[Stored items]
◆ ◆ ◆ ◆ ◆
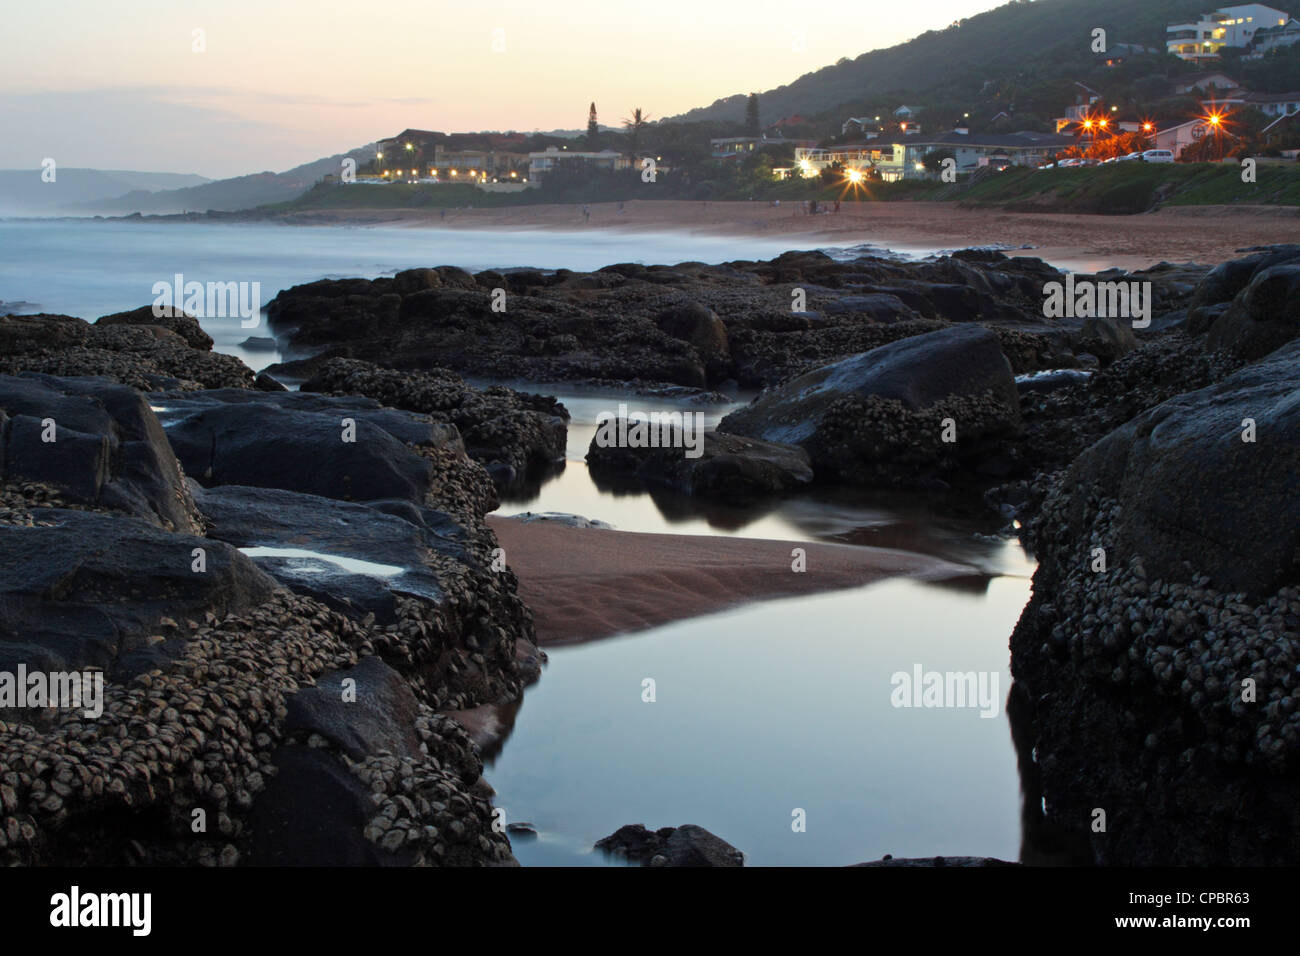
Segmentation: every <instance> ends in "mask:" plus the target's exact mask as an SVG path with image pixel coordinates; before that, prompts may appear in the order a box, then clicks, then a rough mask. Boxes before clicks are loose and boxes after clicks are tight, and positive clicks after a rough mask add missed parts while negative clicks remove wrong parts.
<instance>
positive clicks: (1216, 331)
mask: <svg viewBox="0 0 1300 956" xmlns="http://www.w3.org/2000/svg"><path fill="white" fill-rule="evenodd" d="M1296 302H1300V254H1297V255H1296V258H1295V259H1294V260H1291V261H1287V263H1282V264H1277V265H1269V267H1266V268H1260V269H1256V271H1255V273H1253V274H1252V276H1251V281H1249V282H1248V284H1247V286H1245V287H1244V289H1243V290H1242V291H1239V293H1238V294H1236V297H1235V298H1234V299H1232V302H1231V304H1230V306H1229V307H1227V308H1226V310H1225V311H1223V312H1222V315H1219V316H1217V317H1214V319H1213V324H1212V325H1210V330H1209V336H1208V337H1206V345H1208V346H1209V347H1210V349H1216V350H1222V351H1229V352H1232V354H1235V355H1236V356H1239V358H1242V359H1248V360H1255V359H1258V358H1262V356H1264V355H1268V354H1269V352H1271V351H1274V350H1275V349H1278V347H1281V346H1282V345H1284V343H1287V342H1290V341H1291V339H1294V338H1296V336H1300V307H1297V306H1296Z"/></svg>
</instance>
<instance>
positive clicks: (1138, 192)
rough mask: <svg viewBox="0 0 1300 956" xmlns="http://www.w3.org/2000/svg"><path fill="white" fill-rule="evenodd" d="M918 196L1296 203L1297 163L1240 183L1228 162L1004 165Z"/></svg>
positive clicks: (1299, 182)
mask: <svg viewBox="0 0 1300 956" xmlns="http://www.w3.org/2000/svg"><path fill="white" fill-rule="evenodd" d="M915 198H918V199H935V200H945V199H946V200H956V202H961V203H963V204H969V206H996V207H1000V208H1006V209H1018V211H1032V212H1079V213H1099V215H1115V216H1122V215H1132V213H1139V212H1147V211H1148V209H1152V208H1154V207H1157V206H1235V204H1252V206H1264V204H1273V206H1300V165H1296V164H1294V163H1288V164H1286V165H1281V164H1279V165H1261V166H1260V168H1258V170H1257V182H1253V183H1245V182H1242V166H1240V165H1238V164H1235V163H1223V164H1212V163H1195V164H1157V163H1115V164H1110V165H1104V166H1082V168H1066V169H1023V168H1011V169H1008V170H1006V172H1004V173H989V174H985V176H982V177H979V181H976V182H970V183H958V185H954V186H946V187H945V186H943V185H931V186H930V187H928V189H927V190H926V191H924V193H918V194H915Z"/></svg>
◆ ◆ ◆ ◆ ◆
What needs to be done ▸
Excluding the pictures, transcribe all of the entries exactly.

Exercise output ▸
Segmentation: every <instance> ends in "mask:" plus the target's exact mask as an SVG path with image pixel coordinates; before that, prompts may appear in the order a box, then clicks, then a rough mask. Boxes before clicks are loose and boxes after clicks are tight, and positive clicks after a rough mask add missed parts while negative clicks remove wrong parts.
<instance>
positive clicks: (1216, 331)
mask: <svg viewBox="0 0 1300 956" xmlns="http://www.w3.org/2000/svg"><path fill="white" fill-rule="evenodd" d="M1296 302H1300V254H1297V255H1296V258H1295V259H1294V260H1291V261H1287V263H1282V264H1277V265H1269V267H1266V268H1260V269H1256V271H1255V273H1253V274H1252V276H1251V281H1249V282H1248V284H1247V286H1245V287H1244V289H1243V290H1242V291H1239V293H1238V294H1236V297H1235V298H1234V299H1232V302H1231V304H1230V306H1229V307H1227V308H1226V310H1225V311H1223V312H1222V315H1219V316H1217V317H1214V319H1213V324H1212V325H1210V330H1209V336H1208V337H1206V345H1208V346H1209V347H1210V349H1216V350H1222V351H1229V352H1232V354H1235V355H1236V356H1239V358H1242V359H1248V360H1255V359H1258V358H1262V356H1264V355H1268V354H1269V352H1271V351H1274V350H1275V349H1278V347H1281V346H1282V345H1284V343H1287V342H1290V341H1291V339H1294V338H1296V336H1300V307H1297V306H1296Z"/></svg>
</instance>
<instance>
positive clicks: (1138, 192)
rough mask: <svg viewBox="0 0 1300 956" xmlns="http://www.w3.org/2000/svg"><path fill="white" fill-rule="evenodd" d="M918 196L1296 203L1297 163L1240 183L1228 162L1004 165Z"/></svg>
positive clicks: (1299, 182)
mask: <svg viewBox="0 0 1300 956" xmlns="http://www.w3.org/2000/svg"><path fill="white" fill-rule="evenodd" d="M915 198H918V199H935V200H945V199H946V200H956V202H961V203H963V204H969V206H996V207H1000V208H1006V209H1018V211H1032V212H1079V213H1099V215H1115V216H1122V215H1132V213H1139V212H1147V211H1148V209H1152V208H1154V207H1157V206H1235V204H1252V206H1264V204H1273V206H1300V165H1296V164H1294V163H1288V164H1286V165H1281V164H1279V165H1261V166H1260V168H1258V170H1257V182H1253V183H1245V182H1242V166H1240V165H1238V164H1235V163H1223V164H1212V163H1195V164H1157V163H1115V164H1110V165H1104V166H1082V168H1066V169H1023V168H1011V169H1008V170H1006V172H1004V173H989V174H985V176H982V177H979V181H976V182H970V183H958V185H954V186H946V187H945V186H943V185H931V186H930V187H928V189H927V190H926V191H924V193H918V194H915Z"/></svg>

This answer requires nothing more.